TASK STATEMENT: Every line must be returned precisely as it is written.

── AVAILABLE DATA ──

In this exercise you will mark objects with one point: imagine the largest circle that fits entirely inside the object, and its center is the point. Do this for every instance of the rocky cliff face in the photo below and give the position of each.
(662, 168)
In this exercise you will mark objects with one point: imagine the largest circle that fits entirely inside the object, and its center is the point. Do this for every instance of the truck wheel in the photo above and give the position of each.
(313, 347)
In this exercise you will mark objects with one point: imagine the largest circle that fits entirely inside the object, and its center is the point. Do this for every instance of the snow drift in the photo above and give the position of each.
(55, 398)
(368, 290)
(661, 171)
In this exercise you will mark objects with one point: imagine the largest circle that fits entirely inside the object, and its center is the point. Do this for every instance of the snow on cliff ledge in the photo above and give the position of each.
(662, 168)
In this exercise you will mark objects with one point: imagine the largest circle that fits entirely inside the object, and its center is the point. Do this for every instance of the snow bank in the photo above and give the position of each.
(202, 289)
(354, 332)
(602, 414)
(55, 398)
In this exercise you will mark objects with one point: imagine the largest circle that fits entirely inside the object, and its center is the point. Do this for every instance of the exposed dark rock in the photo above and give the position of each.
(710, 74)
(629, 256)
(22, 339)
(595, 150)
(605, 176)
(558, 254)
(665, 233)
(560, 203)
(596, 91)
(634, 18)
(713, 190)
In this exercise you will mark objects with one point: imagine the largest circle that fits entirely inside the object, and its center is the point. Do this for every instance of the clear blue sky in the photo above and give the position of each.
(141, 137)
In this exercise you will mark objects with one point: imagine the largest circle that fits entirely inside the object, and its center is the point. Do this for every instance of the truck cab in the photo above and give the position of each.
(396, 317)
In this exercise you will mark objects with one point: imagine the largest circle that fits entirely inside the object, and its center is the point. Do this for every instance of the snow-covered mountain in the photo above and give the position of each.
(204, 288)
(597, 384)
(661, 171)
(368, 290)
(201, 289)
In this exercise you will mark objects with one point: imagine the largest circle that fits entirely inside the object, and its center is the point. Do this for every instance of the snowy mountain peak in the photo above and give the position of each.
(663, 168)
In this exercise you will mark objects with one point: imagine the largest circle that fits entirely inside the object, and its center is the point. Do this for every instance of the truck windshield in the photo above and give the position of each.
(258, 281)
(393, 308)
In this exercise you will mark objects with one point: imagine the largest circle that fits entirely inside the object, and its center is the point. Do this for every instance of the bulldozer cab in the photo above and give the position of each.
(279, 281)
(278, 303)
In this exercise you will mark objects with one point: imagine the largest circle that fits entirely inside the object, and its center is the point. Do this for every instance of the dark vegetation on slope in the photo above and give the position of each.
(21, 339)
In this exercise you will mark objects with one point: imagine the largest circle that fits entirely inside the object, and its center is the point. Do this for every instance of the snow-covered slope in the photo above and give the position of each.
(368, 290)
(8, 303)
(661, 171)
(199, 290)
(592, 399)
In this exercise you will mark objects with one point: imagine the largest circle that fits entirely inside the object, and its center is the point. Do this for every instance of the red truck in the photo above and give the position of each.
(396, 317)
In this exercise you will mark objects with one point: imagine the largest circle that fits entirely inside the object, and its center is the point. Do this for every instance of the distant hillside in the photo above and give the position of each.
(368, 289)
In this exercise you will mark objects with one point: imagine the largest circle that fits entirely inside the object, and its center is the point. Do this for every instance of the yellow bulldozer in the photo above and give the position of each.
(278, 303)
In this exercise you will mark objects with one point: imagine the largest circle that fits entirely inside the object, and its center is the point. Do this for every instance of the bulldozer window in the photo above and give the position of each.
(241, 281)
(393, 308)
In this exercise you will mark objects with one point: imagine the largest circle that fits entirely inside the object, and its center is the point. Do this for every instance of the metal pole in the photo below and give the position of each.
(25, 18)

───

EXERCISE OUTPUT:
In this exercise you will mark objects with one point: imagine the largest circle that fits entirely inside the object, and its center is the point. Do this for every instance of the rocky cliff face in the photo below and give the position of each.
(662, 168)
In this exercise you will mark objects with one point: imagine the largest circle that fits entirely inside the object, and its center is the point. Do this for every instance of the truck wheel in the photo above and give the position of each.
(313, 347)
In this exercise you will mark objects with one point: imagine the largest circle that fits entirely inside the object, and its center is the point. Do this for every instance of the snow drift in the photo above and give the position of each.
(55, 398)
(368, 290)
(661, 171)
In this exercise you will mark objects with one point: imagine the largest circle that fits entirely inside the object, and its center is the point. Do this for every instance of the snow on cliff ledge in the photo above and give the position of each.
(662, 168)
In this exercise you will mark objects with one point: imagine the largest circle that fits entirely inside the object, and its center is the point. Do this for every instance of the snow bank in the photo above and give the position of each.
(202, 289)
(354, 332)
(602, 414)
(55, 398)
In this exercise you will mark objects with one point: imagine the largest circle that fits entirely inside the object, and its center is the point. Do this for every instance of the exposed dark rock in the photo above and give the position of each.
(710, 74)
(629, 256)
(22, 339)
(595, 150)
(605, 176)
(558, 254)
(665, 233)
(560, 203)
(596, 91)
(634, 18)
(713, 190)
In this exercise you will mark objects with one point: imagine the largest circle that fits entirely inside the object, and its center is the point. Do this for every instance of the clear blue sky in the photo above and give the position of each.
(141, 137)
In this exercise you will mark objects with one point: imagine the largest circle that fits entirely inside the object, and its center is the point. Do this for every instance of the truck cab in the photo above and give the position of each.
(396, 317)
In this exercise you will mark objects with one point: imagine the largest circle that fits entirely inside the object, and its center is the point. Do this for every instance of the snow-covered mountain in the photo above and give the position of each.
(204, 288)
(597, 384)
(661, 171)
(368, 290)
(201, 289)
In this exercise you will mark objects with one point: imagine the largest circle that fits entirely inside the object, and its center is the point. Do this for every instance of the snowy mountain peak in the photo above and give the position of each.
(663, 168)
In this exercise you will mark objects with one point: imagine the largest circle that fits entirely inside the object, and its center is the point. Do this for every instance of the truck windshield in the photo above and give the position of each.
(258, 281)
(393, 308)
In this exercise you will mark objects with one point: imagine the largest circle that fits entirely inside the object, and its center is the point. Do this for every instance of the bulldozer cab in the photo above and give the position of each.
(279, 281)
(278, 303)
In this exercise you will mark objects with one point: imagine the largest circle that fits entirely inside the object, and its center is the point. Do this for every instance of the dark vegetation on slope in the photo above and give the position of each.
(21, 339)
In this exercise you will mark objects with one point: imagine the largest circle that fits entirely inside the object, and its center is the point. Do this for every instance of the snow-covered slope in the photo above and give the position of each.
(368, 290)
(8, 303)
(661, 171)
(199, 290)
(592, 399)
In this exercise you will mark objects with one point: imagine the largest circle that fits entirely inside the object, and its center is the point. Do this for every instance of the red truck in the photo above and give the position of each.
(396, 317)
In this exercise you will mark objects with one point: imagine the largest circle that fits entirely inside the object, and its center is the point. Do this for every instance of the distant hillside in the photo above and give the position of each.
(368, 289)
In this exercise you will mark objects with one point: imagine the largest circle that fits entirely inside the object, and its center is the point. Do this for every instance of the yellow bulldozer in the photo above and give the position of each.
(278, 303)
In this exercise you will mark objects with one point: imagine the largest circle that fits entirely inside the object, and its center is the point. Do this for every instance of the bulldozer window in the photo above and give the position of each.
(241, 281)
(393, 308)
In this exercise you will mark objects with one point: imagine the largest circle that fits entirely inside the object, and its center is the point. Do this for every instance of the metal pole in the photo below and give the position of each.
(25, 18)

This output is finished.